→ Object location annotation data
>>>

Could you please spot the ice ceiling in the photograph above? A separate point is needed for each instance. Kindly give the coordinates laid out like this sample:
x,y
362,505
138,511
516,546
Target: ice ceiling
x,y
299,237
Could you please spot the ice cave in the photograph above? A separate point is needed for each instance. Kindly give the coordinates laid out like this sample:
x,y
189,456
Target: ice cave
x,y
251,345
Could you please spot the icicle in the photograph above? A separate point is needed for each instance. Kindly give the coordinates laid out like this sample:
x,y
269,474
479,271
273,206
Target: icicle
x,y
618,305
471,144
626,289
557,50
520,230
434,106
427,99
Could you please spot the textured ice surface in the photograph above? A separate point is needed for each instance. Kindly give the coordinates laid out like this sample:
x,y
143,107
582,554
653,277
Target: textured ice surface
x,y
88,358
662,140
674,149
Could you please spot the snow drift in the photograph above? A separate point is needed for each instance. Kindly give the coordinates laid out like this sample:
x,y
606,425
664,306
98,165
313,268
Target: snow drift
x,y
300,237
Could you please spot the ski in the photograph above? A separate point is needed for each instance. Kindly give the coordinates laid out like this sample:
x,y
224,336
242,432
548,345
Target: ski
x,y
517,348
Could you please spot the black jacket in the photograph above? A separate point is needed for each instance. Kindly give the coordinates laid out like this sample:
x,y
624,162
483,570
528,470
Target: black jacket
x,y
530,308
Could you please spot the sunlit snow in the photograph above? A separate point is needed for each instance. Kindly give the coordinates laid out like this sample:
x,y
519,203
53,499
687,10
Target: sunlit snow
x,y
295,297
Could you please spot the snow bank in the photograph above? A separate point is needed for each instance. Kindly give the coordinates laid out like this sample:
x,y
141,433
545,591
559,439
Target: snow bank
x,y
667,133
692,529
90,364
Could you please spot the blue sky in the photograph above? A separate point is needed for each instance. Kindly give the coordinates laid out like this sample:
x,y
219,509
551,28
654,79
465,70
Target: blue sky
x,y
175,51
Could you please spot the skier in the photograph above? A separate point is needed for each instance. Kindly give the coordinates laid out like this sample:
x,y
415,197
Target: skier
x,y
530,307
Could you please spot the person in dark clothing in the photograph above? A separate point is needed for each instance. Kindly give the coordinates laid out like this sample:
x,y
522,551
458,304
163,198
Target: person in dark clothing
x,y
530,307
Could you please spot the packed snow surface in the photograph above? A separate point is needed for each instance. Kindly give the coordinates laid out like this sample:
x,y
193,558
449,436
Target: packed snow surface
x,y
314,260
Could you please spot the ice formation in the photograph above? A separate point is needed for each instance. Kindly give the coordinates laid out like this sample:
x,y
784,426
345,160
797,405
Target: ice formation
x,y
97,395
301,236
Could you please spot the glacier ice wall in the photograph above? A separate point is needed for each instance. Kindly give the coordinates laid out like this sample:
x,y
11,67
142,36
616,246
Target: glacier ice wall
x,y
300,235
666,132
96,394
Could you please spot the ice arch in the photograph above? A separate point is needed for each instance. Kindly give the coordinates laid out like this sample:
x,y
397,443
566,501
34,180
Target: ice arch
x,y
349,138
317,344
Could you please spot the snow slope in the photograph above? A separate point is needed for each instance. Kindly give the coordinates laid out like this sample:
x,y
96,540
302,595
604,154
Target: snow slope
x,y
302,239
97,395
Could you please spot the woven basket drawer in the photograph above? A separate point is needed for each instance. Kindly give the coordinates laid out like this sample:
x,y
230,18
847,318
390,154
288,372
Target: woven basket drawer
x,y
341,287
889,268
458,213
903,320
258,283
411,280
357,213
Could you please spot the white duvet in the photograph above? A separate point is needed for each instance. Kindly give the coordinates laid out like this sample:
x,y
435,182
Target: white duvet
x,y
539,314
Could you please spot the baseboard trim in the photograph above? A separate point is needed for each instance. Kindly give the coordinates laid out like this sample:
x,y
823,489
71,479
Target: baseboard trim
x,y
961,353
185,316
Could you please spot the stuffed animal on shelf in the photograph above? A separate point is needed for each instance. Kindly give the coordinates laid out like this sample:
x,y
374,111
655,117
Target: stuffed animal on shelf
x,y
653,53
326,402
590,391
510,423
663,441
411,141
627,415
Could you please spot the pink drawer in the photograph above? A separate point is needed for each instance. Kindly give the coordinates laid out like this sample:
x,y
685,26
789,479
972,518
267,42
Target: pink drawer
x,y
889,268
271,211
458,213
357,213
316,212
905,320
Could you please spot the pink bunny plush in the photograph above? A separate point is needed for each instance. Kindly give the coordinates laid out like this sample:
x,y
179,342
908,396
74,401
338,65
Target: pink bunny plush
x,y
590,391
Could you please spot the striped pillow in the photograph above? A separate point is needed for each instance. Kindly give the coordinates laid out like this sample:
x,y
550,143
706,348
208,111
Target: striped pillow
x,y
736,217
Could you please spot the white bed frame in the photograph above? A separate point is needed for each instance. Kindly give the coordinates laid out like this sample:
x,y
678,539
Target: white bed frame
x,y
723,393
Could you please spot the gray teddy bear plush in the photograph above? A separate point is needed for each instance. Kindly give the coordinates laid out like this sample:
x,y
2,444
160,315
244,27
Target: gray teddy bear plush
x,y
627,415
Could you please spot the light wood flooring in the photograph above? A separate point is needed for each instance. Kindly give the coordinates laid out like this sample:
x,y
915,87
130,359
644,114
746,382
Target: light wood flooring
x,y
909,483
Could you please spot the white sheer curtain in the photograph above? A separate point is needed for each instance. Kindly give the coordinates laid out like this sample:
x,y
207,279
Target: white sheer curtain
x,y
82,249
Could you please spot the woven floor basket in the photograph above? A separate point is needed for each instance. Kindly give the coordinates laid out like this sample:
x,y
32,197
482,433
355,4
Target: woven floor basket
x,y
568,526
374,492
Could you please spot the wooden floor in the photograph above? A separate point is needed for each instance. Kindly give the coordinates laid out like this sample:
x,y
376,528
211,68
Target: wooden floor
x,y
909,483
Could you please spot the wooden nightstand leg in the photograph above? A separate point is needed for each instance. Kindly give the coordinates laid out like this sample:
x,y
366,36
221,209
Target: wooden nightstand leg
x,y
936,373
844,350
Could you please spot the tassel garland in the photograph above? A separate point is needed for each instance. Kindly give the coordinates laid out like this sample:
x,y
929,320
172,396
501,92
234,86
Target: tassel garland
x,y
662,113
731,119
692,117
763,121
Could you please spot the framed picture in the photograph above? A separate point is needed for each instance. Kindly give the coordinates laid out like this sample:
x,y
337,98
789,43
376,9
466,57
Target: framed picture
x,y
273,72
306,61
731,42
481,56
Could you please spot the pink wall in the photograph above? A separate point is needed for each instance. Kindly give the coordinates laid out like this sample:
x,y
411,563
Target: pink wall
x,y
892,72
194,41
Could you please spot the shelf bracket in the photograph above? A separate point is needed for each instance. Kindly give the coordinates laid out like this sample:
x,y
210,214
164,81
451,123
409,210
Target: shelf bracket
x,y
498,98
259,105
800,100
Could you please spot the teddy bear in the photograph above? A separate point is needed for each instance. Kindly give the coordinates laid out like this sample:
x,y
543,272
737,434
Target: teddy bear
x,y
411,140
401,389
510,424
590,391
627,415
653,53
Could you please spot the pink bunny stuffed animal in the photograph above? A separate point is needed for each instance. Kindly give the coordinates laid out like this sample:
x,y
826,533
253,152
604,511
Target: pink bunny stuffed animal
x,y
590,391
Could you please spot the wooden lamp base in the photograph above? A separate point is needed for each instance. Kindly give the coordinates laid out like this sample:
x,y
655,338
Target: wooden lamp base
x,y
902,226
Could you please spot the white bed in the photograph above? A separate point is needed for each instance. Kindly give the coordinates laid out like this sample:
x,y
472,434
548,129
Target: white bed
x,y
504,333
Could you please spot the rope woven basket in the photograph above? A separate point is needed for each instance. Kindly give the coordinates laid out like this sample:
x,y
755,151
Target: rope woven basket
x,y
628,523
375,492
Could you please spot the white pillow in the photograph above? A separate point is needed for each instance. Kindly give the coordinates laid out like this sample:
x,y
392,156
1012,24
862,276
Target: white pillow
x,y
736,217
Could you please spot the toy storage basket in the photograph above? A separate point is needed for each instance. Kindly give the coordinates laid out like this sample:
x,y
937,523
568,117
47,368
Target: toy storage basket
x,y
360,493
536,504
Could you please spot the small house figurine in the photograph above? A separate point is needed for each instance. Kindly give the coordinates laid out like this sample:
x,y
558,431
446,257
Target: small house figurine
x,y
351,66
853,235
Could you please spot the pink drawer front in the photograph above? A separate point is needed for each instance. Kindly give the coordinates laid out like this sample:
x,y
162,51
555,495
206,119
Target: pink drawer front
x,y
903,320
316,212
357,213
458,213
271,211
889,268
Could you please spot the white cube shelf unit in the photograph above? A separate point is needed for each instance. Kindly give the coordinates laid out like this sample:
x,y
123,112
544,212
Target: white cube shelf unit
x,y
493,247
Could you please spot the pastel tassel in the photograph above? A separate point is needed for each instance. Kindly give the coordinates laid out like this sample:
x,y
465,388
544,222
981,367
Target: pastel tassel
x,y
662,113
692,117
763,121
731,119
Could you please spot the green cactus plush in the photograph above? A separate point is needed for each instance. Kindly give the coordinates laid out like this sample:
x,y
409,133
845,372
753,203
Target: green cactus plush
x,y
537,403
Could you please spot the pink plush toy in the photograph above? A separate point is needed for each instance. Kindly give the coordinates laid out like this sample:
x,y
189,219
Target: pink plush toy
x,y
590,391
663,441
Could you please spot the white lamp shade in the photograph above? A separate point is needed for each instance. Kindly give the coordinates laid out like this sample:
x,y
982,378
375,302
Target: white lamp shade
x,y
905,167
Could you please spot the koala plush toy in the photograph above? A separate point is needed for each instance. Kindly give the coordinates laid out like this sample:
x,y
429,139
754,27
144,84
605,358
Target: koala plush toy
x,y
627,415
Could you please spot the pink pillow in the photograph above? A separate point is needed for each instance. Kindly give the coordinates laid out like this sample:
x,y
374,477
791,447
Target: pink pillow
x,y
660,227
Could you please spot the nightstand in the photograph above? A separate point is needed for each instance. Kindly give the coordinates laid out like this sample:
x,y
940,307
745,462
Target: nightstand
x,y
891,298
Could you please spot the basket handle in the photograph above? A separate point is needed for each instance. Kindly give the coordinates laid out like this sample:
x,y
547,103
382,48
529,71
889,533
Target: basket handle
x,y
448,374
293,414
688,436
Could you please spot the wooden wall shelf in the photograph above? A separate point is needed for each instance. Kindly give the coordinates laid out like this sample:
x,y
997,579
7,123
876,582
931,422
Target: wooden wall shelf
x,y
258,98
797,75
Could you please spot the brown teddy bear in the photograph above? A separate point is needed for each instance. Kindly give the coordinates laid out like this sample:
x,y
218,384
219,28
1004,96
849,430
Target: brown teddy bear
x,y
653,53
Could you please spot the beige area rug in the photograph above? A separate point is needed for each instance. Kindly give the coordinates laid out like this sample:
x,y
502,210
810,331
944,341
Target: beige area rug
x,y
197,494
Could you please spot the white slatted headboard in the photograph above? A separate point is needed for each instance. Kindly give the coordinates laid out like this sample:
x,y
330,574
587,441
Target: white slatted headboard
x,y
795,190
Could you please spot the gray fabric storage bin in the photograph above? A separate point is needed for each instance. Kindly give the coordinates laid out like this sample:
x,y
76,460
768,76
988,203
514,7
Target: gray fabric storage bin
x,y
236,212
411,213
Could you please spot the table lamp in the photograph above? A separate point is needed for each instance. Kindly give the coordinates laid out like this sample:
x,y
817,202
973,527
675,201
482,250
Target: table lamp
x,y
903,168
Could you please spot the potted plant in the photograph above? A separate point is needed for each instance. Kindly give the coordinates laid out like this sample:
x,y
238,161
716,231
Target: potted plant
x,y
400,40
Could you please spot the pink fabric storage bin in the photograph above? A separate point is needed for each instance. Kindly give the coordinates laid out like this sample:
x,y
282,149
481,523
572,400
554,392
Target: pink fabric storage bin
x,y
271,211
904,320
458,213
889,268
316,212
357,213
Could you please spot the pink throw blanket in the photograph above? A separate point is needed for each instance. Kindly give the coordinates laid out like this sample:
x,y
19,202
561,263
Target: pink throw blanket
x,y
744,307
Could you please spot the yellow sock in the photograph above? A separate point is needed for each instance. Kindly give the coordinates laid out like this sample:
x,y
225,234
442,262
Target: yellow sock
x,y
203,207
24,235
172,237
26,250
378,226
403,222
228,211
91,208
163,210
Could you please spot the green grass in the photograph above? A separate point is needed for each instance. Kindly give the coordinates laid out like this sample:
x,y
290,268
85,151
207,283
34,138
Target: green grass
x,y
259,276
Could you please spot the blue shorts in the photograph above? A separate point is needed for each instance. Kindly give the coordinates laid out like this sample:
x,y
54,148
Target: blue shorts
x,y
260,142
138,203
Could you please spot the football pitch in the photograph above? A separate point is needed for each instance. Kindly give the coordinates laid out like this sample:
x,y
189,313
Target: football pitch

<<<

Give back the lines of the listing from the one with "Could you please spot the table" through the end, both included, exactly as written and with nothing added.

→ The completed task
Could you please spot the table lamp in the photograph above? A separate point is needed for each instance. Kindly give the coordinates laid out like this sample:
x,y
817,202
973,527
675,201
482,250
Target: table lamp
x,y
903,168
Could you please spot the potted plant in the photograph above? A separate point is needed for each instance. Kindly give the coordinates laid out like this sample:
x,y
238,161
716,231
Target: potted plant
x,y
400,40
Could you please spot the pink fabric storage bin in the photograph above? A separate point is needed for each instance. Kindly give the coordinates laid out like this sample:
x,y
282,149
481,523
572,400
554,392
Target: pink fabric storage bin
x,y
271,211
904,320
458,213
889,268
316,212
357,213
Could you please spot the pink throw blanket in the photograph above? A separate point is needed for each instance. Kindly give the coordinates laid out like this sample:
x,y
19,202
561,263
Target: pink throw blanket
x,y
744,307
Could you please spot the yellow sock in the photograph above? A separate point is needed for each instance. Kindly give the coordinates laid out like this sample:
x,y
225,234
442,262
Target: yellow sock
x,y
203,207
24,235
172,237
26,250
378,226
403,222
228,211
91,208
163,210
Could you please spot the green grass in the photograph above? A separate point is needed for each instance. Kindly give the coordinates laid out like this sample:
x,y
290,268
85,151
207,283
34,138
Target: green grass
x,y
259,276
Could you please spot the blue shorts in the photograph above? A separate point is needed for each instance. Kindly give the coordinates laid out like this sample:
x,y
54,148
Target: blue shorts
x,y
260,142
138,203
Could you please spot the football pitch in the photograph above? A separate point is needed for each instance. Kindly give the coordinates laid out like this sample:
x,y
189,313
Target: football pitch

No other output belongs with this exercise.